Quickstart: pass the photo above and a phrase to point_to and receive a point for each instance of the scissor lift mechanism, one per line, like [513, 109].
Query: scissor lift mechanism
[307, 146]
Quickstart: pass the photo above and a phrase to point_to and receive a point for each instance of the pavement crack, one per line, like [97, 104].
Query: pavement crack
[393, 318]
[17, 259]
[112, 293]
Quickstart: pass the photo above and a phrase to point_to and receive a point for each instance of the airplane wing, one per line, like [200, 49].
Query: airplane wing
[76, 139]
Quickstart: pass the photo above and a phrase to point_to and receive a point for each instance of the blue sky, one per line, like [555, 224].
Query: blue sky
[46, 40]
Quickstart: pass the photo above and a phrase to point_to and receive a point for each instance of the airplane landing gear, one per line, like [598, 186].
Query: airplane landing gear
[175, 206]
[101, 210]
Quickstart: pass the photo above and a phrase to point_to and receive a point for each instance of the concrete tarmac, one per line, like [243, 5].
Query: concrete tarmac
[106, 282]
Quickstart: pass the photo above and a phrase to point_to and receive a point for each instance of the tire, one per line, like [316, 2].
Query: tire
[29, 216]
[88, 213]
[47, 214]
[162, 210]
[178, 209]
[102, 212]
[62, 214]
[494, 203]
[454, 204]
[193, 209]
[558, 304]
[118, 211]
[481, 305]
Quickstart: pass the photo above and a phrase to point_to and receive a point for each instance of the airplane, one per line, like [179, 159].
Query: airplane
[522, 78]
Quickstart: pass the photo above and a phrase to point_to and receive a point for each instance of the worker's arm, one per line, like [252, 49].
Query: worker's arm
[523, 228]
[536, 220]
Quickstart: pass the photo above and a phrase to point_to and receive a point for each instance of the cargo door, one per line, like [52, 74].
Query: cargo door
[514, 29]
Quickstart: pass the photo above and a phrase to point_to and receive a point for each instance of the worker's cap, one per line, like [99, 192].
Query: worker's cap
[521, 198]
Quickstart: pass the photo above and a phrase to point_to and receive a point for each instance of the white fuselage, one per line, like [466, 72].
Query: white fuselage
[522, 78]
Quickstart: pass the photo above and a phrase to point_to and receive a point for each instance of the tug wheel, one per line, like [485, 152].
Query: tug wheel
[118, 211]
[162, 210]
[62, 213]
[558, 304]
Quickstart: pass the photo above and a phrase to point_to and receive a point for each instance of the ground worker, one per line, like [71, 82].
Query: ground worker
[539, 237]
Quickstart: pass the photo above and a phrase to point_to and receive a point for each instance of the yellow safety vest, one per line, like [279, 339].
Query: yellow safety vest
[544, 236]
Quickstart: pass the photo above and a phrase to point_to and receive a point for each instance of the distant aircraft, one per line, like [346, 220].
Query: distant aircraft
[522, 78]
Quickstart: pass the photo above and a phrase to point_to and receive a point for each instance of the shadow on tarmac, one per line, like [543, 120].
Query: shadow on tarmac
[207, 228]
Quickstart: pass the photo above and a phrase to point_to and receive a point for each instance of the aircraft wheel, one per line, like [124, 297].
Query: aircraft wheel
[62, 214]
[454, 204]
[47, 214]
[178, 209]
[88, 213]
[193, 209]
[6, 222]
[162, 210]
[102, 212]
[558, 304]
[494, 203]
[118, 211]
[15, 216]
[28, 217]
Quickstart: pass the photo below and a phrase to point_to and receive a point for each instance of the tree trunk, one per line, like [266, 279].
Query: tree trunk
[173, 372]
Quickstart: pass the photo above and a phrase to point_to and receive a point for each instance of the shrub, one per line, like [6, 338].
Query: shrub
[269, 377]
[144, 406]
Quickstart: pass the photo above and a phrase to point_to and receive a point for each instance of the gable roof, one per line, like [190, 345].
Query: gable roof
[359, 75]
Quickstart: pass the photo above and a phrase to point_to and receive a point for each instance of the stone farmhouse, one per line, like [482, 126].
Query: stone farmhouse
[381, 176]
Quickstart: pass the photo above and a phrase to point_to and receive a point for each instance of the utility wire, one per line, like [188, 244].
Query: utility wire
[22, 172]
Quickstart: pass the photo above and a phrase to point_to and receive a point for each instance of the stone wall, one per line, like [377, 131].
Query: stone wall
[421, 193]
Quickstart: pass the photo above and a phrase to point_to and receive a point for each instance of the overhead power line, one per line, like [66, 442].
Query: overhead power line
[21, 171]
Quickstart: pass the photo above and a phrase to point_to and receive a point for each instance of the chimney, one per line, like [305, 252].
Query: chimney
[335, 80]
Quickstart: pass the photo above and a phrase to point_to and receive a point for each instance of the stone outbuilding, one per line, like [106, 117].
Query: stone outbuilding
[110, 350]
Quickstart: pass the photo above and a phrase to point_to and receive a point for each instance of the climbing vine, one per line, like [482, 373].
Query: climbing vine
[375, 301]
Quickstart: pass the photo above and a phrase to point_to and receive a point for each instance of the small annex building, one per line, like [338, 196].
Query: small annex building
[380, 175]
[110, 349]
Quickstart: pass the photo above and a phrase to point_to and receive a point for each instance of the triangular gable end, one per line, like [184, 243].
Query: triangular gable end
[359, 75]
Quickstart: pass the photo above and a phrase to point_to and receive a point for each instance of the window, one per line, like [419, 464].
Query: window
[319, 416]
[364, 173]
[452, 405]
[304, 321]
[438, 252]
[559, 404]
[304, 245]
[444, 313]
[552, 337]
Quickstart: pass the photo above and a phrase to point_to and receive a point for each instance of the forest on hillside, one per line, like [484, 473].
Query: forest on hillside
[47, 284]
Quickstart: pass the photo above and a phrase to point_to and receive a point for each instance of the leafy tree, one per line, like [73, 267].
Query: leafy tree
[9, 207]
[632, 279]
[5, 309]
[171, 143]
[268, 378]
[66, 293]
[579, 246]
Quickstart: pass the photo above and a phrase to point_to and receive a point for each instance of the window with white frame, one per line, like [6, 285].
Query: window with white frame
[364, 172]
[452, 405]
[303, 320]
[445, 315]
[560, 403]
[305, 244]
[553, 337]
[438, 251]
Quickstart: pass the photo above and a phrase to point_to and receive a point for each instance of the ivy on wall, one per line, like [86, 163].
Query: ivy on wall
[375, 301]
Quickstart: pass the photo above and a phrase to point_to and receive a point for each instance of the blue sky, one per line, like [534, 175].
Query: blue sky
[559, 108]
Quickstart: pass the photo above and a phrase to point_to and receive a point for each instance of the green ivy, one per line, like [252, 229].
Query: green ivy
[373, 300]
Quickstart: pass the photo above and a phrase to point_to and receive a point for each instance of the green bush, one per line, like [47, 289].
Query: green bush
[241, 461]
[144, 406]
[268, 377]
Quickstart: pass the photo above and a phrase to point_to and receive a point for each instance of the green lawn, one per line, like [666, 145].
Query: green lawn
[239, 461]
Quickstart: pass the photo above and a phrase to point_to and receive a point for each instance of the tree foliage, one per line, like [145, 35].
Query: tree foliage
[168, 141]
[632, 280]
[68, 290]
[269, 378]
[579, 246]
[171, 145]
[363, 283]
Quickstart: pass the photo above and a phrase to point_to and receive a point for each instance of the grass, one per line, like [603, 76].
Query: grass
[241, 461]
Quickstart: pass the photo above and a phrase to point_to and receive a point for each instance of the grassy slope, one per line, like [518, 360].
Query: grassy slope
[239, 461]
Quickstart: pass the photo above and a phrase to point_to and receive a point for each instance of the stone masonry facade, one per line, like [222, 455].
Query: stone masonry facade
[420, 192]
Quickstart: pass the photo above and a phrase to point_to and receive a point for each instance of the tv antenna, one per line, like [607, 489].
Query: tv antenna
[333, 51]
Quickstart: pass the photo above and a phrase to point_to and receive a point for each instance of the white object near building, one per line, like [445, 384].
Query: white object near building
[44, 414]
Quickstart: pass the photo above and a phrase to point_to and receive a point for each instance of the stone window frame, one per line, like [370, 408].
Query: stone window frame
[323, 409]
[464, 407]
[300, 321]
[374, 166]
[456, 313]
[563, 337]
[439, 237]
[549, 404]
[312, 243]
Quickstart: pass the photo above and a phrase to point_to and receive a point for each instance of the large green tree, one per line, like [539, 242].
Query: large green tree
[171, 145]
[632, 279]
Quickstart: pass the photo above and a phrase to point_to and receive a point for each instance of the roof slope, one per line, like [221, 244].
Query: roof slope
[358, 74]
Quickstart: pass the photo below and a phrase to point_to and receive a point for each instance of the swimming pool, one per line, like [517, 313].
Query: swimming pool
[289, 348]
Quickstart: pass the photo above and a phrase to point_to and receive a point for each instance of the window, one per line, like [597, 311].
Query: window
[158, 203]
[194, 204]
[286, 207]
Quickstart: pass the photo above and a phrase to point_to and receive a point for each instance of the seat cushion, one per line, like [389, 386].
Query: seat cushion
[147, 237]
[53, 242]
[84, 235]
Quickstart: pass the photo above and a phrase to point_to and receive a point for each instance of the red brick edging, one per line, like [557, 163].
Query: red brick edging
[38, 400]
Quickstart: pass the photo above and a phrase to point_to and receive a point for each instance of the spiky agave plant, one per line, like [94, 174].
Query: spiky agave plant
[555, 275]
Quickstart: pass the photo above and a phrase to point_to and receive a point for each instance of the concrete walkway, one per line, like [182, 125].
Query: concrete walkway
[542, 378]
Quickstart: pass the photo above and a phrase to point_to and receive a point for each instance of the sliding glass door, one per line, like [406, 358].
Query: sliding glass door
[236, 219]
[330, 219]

» Task prompt
Reproduce all lines from the records above that include the word "below".

» Response to this task
Quickstart: pass the photo below and a phrase to point_to and receive a point for each instance of the tree trunk, one per line, like [266, 279].
Quickstart: pass the photo below and a phrase to point_to and receive a point for each instance of the swimming pool, one per line, like [517, 313].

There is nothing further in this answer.